**THE PROBLEM**.
Only the lines below starting at the one that contains "TARGET = wooden balcony" and ending at the one that contains "TARGET = golden brown cracker" are to be reproduced, exactly and with both ends kept.
=== STORED DATA ===
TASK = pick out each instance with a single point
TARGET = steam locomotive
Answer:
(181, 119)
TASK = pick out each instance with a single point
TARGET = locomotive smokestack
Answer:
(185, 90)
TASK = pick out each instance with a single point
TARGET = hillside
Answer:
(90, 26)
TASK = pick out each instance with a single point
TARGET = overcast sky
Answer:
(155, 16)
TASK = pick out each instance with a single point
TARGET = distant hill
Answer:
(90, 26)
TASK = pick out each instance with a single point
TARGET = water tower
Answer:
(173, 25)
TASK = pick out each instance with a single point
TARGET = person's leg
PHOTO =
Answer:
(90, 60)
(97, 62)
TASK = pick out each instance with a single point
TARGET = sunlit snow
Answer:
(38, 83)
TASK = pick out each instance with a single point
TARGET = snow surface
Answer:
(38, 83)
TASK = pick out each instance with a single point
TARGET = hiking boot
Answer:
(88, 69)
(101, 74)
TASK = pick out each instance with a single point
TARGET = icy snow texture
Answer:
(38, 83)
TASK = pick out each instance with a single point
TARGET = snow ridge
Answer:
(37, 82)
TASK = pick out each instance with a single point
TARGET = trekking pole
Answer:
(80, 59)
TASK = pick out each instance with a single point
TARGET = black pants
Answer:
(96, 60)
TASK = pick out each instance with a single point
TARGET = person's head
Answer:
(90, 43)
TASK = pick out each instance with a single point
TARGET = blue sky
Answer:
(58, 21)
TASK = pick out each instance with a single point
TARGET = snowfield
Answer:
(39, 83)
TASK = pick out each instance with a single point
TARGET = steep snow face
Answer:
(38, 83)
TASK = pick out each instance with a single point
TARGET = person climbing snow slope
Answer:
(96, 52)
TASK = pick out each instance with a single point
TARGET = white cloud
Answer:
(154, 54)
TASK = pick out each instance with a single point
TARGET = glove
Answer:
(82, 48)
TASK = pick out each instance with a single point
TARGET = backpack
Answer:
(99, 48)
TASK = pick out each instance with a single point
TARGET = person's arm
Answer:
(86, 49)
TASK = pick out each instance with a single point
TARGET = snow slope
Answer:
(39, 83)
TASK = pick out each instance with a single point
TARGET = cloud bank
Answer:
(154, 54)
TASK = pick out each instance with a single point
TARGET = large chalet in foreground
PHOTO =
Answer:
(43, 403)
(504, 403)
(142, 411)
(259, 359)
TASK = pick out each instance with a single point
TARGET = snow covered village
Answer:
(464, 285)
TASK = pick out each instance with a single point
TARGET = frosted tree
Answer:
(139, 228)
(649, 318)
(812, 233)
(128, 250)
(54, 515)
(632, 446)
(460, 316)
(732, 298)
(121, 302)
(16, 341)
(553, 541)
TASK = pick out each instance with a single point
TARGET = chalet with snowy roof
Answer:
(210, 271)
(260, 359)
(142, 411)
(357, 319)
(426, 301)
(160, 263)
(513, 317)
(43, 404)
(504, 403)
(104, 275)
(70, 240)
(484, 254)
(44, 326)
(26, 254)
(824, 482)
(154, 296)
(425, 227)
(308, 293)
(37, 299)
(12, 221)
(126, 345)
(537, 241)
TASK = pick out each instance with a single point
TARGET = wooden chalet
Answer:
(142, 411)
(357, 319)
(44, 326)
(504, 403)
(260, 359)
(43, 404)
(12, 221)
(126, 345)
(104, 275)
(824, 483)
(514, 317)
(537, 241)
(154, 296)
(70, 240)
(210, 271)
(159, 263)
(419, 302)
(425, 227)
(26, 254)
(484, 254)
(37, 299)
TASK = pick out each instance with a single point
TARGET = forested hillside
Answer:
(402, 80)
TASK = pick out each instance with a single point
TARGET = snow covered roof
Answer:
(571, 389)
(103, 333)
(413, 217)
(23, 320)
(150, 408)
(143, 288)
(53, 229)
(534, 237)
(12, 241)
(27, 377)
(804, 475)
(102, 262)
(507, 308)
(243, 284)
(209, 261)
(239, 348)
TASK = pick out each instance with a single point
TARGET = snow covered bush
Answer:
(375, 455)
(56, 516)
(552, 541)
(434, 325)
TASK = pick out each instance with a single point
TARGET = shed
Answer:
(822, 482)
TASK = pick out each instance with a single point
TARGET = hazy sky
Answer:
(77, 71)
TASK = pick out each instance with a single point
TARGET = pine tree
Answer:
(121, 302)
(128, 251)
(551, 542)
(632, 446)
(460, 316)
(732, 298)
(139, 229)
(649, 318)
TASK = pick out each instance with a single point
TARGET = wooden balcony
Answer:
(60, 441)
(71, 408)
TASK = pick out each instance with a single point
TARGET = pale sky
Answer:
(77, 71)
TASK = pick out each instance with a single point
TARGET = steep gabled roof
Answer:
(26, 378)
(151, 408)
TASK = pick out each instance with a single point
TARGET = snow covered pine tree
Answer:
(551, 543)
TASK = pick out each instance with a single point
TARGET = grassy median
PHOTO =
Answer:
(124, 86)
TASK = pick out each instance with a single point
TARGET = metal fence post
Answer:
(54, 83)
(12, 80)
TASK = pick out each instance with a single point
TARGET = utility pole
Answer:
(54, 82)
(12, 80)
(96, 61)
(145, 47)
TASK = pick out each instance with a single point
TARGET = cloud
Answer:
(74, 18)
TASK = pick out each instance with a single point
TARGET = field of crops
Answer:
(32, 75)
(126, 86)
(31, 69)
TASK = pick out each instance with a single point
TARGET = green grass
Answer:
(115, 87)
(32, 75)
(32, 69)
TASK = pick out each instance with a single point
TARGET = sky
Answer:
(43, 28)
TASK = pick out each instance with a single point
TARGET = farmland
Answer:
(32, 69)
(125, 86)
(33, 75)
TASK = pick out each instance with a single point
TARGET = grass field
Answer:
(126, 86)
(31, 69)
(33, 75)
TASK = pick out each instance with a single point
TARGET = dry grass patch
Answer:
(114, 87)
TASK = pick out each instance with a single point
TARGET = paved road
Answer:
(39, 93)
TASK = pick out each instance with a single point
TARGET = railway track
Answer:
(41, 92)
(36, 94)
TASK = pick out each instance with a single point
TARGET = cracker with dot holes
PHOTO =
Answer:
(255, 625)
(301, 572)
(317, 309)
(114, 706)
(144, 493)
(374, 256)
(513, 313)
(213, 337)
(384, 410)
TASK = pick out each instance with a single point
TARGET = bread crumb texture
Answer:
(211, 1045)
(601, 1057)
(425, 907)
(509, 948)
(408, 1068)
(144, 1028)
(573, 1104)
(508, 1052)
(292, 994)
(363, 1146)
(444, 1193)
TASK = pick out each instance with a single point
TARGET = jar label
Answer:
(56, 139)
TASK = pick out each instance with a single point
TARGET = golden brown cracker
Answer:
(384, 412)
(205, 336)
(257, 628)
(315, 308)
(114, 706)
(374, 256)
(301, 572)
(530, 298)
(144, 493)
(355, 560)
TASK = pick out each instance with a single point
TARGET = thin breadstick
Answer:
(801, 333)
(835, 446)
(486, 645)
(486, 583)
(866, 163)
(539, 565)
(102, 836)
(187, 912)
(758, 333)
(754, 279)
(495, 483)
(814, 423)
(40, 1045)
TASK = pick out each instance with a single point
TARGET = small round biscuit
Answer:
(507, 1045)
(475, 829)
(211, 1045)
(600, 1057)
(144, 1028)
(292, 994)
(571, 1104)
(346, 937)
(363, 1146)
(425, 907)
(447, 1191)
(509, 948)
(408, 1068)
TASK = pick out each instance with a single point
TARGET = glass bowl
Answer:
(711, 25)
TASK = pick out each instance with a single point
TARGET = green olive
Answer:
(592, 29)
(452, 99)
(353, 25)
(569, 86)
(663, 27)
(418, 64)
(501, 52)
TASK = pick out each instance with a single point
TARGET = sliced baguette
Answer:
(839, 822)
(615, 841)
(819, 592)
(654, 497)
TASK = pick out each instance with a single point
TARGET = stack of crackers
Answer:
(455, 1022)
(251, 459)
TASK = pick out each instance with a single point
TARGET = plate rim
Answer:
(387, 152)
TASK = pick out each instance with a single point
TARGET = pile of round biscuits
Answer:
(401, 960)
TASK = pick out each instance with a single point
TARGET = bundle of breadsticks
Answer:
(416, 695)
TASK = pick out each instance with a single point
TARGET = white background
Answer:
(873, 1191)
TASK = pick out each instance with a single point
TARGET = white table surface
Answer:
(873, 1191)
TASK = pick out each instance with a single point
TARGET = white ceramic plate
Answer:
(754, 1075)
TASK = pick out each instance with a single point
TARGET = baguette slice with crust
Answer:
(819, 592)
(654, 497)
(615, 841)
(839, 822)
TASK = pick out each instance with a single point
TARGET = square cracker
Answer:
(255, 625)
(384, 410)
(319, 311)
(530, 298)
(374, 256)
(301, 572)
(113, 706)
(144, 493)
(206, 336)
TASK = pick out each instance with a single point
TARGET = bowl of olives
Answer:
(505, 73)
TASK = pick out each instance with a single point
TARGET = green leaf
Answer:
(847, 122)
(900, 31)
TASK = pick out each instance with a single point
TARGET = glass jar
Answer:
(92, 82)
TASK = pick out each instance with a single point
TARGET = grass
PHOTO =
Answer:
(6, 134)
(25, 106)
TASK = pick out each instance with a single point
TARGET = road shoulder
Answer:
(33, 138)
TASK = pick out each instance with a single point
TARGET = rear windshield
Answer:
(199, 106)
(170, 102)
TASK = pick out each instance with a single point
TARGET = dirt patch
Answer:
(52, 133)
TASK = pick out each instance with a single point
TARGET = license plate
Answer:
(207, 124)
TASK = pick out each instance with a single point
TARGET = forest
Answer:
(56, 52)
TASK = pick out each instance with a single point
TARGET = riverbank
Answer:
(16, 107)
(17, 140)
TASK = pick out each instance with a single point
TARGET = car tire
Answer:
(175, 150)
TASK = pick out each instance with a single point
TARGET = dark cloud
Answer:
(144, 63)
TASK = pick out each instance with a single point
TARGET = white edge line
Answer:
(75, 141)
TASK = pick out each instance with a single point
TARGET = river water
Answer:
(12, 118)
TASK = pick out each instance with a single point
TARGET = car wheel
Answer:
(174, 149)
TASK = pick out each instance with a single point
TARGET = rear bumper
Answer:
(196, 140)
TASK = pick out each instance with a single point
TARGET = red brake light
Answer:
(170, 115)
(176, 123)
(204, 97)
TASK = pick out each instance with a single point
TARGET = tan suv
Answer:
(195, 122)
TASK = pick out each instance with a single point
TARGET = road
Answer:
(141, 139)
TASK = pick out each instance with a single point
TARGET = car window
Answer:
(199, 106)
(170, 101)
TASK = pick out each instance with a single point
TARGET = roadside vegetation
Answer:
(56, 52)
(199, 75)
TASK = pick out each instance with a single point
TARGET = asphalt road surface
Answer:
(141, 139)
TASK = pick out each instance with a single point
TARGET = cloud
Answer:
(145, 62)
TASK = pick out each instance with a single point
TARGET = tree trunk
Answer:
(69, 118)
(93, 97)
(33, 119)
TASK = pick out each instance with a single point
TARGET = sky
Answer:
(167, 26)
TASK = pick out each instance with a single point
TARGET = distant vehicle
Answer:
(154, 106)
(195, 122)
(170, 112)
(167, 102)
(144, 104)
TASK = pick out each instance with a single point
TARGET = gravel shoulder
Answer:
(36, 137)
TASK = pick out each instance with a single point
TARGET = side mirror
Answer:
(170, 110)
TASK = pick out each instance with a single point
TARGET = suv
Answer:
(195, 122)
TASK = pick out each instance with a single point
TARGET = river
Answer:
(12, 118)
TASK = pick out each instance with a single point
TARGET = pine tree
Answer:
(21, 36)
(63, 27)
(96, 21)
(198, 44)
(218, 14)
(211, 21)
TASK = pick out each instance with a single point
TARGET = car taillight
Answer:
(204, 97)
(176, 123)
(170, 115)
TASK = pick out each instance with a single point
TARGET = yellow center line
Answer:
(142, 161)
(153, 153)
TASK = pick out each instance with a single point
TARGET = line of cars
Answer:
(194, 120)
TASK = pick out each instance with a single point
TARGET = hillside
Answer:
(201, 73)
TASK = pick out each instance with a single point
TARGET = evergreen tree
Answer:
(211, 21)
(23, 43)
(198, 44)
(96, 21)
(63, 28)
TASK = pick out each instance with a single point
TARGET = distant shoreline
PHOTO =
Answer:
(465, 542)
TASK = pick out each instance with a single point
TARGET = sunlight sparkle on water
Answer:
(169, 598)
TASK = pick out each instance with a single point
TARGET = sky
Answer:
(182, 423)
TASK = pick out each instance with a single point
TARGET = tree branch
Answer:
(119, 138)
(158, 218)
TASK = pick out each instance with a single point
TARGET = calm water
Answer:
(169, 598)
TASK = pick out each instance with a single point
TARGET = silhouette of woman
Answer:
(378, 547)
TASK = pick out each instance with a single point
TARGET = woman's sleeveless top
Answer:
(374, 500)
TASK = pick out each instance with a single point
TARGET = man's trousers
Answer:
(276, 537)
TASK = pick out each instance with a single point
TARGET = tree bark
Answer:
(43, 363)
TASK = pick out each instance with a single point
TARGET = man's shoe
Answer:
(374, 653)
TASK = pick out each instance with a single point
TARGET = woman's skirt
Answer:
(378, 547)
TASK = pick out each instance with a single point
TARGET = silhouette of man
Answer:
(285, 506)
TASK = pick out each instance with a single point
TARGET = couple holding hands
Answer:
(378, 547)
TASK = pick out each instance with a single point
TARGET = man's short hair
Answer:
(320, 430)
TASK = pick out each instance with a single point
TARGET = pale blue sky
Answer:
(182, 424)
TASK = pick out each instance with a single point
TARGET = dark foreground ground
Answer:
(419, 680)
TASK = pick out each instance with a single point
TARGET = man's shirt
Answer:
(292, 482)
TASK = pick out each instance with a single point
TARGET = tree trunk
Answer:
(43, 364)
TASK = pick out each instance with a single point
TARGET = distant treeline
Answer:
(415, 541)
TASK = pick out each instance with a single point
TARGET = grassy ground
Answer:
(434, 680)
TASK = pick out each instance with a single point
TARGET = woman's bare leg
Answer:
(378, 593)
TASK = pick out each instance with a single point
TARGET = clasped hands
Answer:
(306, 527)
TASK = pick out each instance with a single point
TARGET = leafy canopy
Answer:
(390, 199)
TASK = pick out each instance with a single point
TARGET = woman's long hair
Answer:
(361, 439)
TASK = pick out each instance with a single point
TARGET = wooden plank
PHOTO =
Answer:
===
**WRITTEN SOLUTION**.
TARGET = wooden balcony
Answer:
(60, 441)
(71, 408)
TASK = pick out each instance with a single point
TARGET = pale sky
Answer:
(77, 71)
TASK = pick out each instance with a single point
TARGET = steep gabled roof
Answer:
(26, 378)
(151, 408)
TASK = pick out each instance with a single point
TARGET = snow covered pine tree
Answer:
(551, 543)
TASK = pick out each instance with a single point
TARGET = grassy median
PHOTO =
Answer:
(124, 86)
TASK = pick out each instance with a single point
TARGET = metal fence post
Answer:
(54, 83)
(12, 80)
TASK = pick out each instance with a single point
TARGET = utility pole
Answer:
(54, 82)
(12, 80)
(96, 61)
(145, 47)
TASK = pick out each instance with a single point
TARGET = cloud
Answer:
(74, 18)
TASK = pick out each instance with a single point
TARGET = field of crops
Answer:
(32, 75)
(126, 86)
(31, 69)
TASK = pick out each instance with a single point
TARGET = green grass
Answer:
(115, 87)
(32, 75)
(32, 69)
TASK = pick out each instance with a single point
TARGET = sky
Answer:
(43, 28)
TASK = pick out each instance with a single point
TARGET = farmland
Answer:
(32, 69)
(125, 86)
(33, 75)
TASK = pick out each instance with a single point
TARGET = grass field
Answer:
(126, 86)
(31, 69)
(33, 75)
TASK = pick out each instance with a single point
TARGET = dry grass patch
Answer:
(114, 87)
TASK = pick out each instance with a single point
TARGET = paved road
Answer:
(39, 93)
TASK = pick out each instance with a single point
TARGET = railway track
Answer:
(41, 92)
(36, 94)
TASK = pick out each instance with a single point
TARGET = cracker with dot holes
PHOTO =
Answer:
(255, 625)
(301, 572)
(317, 309)
(114, 706)
(144, 493)
(374, 256)
(513, 313)
(213, 337)
(384, 410)
TASK = pick out each instance with a single point
TARGET = bread crumb texture
Answer:
(211, 1045)
(601, 1057)
(425, 907)
(509, 948)
(408, 1068)
(144, 1028)
(573, 1104)
(508, 1052)
(292, 994)
(363, 1146)
(444, 1193)
TASK = pick out each instance with a single point
TARGET = jar label
Answer:
(56, 139)
TASK = pick out each instance with a single point
TARGET = golden brown cracker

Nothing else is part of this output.